Kutipan Sumber:
Header Ads

  • NEWS UPDATE

    Hadis "Aqiqah Dibagikan Masak"

    Kebolehan daging aqiqah dibagikan dalam keadaan masak didasarkan pada hadis sebagai berikut:
    Ishaq bin Rahawaih meriwayatkan melalui Abdul Malik, dari Atha, dari Abu Kurz, dari Ummu Kurz, ia berkata:
    قَالَتْ امْرَأَةٌ مِنْ أَهْلِ عَبْدِ الرَّحْمنِ بْنِ أَبِي بَكْرٍ إنْ وَلَدَتْ امْرَأَةُ عَبْدِ الرَّحْمَنِ غُلاَمُا نَحَرْنَا عَنْهُ جَزُورًا فَقَالَتْ عَائِشَةُ لَا بَلْ السُّنَّةُ عَنْ الْغُلَامِ شَاتَانِ مُكَافَأَتَانِ وَعَنْ الْجَارِيَةِ شَاةٌ يُطْبَخُ جُدُولًا وَلَا يُكْسَرُ لَهَا عَظْمٌ فَيَأْكُلُ وَيُطْعِمُ وَيَتَصَدَّقُ يَفْعَلُ ذلِكَ فِي الْيَوْمِ السَّابِعِ فَإِنْ لَمْ يَفْعَلْ فَفِي أَرْبَعَةَ عَشْرَةَ فَإِنْ لَمْ يَفْعَلْ فَفِي إحْدَى وَعِشْرِينَ
    Seorang perempuan dari keluarga Abdurrahman bin Abu Bakar berkata jika istri Abdurrahman melahirkan anak laki-laki, kami akan menyembelih kambing. Maka Aisyah berkata, “Tidak perlu, bahkan sunah (yaitu) dua kambing untuk anak laki-laki dan satu kambing untuk anak perempuan. Dimasak anggota badannya dan tidak dihancurkan tulang-tulangnya, lalu makan, dibagikan dan disadaqahkan. Hal itu dilakukan pada hari ke-7, jika tidak bisa pada hari ke-14, jika tidak bisa pada hari ke-21” Lihat, Musnad Ishaq bin Rahawaih, III:692, No. hadis 1292
    Keterangan:
    1.  Hadis di atas dikategorikan sebagai hadis mauquf (ucapan Aisyah)
    2.  Pada hadis ini digunakan ungkapan yuthbakhu judulan. Artinya aqiqah itu dimasak sepenggal-sepenggal. Dengan demikian, menurut hadis ini aqiqah itu dimasak dengan cara “seanggota-seanggota badannya”, tidak boleh direcah sehingga anggota-anggotanya terpotong-potong, tidak boleh pula tulangnya pecah-pecah atau terpotong-potong.

Daftar Entri:
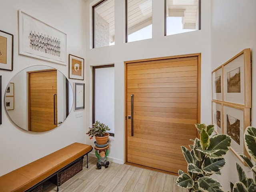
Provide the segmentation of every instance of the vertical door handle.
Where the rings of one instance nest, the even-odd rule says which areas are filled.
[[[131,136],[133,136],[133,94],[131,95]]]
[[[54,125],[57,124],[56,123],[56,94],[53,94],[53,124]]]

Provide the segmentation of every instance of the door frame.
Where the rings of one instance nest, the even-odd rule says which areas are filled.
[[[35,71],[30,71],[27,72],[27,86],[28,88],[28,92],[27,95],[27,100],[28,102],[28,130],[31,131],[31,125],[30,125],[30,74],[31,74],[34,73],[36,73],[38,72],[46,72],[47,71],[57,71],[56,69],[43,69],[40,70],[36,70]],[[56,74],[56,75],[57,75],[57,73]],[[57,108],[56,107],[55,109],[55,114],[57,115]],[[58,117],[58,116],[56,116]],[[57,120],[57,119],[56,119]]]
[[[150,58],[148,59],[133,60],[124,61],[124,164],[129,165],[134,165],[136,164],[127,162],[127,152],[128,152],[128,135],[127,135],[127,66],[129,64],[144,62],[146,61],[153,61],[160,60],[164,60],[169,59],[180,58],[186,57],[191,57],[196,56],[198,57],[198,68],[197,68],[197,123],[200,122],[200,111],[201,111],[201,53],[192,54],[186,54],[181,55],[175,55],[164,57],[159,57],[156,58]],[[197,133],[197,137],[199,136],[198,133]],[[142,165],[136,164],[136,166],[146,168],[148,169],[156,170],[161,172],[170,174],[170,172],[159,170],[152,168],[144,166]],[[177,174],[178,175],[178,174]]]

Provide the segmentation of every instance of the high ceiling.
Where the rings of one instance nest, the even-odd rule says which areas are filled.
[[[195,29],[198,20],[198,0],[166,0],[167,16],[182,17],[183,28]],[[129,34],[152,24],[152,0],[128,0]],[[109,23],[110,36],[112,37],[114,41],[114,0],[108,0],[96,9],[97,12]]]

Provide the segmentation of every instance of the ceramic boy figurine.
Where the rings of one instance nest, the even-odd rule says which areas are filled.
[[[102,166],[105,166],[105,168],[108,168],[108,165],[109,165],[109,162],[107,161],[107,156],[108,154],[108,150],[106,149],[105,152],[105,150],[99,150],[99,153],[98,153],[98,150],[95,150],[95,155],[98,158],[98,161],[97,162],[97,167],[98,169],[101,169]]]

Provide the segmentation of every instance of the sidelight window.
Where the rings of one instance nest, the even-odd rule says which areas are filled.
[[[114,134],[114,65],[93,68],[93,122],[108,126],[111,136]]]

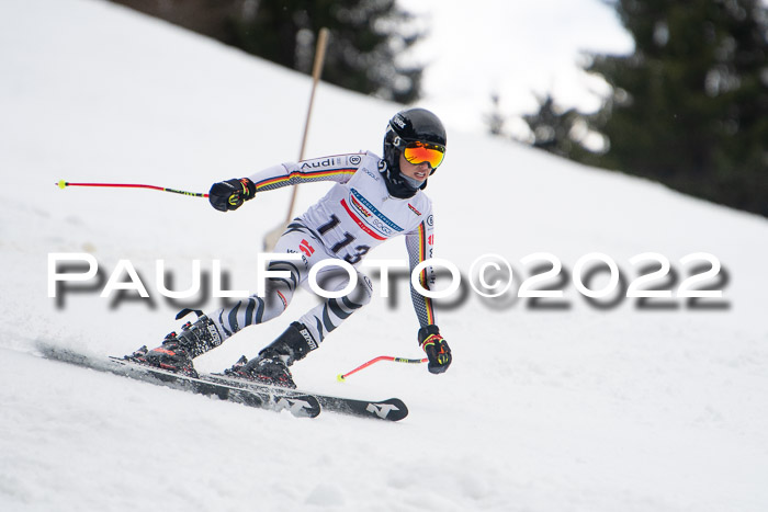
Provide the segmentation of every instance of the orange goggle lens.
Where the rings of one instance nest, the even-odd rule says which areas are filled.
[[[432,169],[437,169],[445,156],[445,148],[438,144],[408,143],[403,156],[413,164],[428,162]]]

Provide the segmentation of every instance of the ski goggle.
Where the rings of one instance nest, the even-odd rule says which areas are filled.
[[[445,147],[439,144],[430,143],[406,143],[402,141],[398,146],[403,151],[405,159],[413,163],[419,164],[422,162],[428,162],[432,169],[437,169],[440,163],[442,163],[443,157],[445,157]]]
--
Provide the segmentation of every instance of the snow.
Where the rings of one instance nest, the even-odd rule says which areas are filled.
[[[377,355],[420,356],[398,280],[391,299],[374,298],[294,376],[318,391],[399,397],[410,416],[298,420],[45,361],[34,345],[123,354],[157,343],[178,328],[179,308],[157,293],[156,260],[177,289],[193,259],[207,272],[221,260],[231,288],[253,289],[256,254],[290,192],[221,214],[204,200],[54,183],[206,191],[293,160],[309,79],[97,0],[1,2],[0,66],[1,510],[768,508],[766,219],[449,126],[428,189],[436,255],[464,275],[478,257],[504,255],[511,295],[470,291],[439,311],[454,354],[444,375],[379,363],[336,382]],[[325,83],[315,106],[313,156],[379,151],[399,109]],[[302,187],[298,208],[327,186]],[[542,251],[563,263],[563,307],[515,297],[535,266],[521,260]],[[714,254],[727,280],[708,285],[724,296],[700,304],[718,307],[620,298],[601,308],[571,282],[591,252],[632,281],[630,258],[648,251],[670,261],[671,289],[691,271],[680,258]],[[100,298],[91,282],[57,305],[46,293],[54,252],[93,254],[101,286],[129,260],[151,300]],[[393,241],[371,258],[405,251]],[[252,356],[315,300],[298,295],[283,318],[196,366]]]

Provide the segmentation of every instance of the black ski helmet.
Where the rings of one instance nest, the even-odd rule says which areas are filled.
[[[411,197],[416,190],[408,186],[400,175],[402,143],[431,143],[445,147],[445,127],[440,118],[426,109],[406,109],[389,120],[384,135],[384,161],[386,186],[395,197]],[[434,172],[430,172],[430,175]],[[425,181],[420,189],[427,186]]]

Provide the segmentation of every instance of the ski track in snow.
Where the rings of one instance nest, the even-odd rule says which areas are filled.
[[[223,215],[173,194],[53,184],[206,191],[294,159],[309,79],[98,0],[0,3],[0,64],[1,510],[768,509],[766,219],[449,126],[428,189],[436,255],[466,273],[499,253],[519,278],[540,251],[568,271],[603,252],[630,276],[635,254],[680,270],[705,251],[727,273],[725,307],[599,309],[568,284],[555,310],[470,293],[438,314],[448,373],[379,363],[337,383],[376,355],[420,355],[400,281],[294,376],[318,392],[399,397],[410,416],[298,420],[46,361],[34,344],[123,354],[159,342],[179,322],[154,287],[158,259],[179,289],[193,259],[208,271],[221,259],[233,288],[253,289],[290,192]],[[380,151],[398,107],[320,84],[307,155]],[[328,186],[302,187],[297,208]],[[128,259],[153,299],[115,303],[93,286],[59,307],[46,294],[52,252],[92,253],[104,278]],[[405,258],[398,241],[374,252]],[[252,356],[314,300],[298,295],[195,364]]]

Tujuan Tugas:
Tulis ulang bagian teks hadis aqiqah yang diawali kata-kata "2.  Pada hadis" dan diakhiri "pecah-pecah atau terpotong-potong.", dengan mengganti "sepenggal-sepenggal" menjadi "sepotong-sepotong".

Jawaban Latihan:
2.  Pada hadis ini digunakan ungkapan yuthbakhu judulan. Artinya aqiqah itu dimasak sepotong-sepotong. Dengan demikian, menurut hadis ini aqiqah itu dimasak dengan cara “seanggota-seanggota badannya”, tidak boleh direcah sehingga anggota-anggotanya terpotong-potong, tidak boleh pula tulangnya pecah-pecah atau terpotong-potong.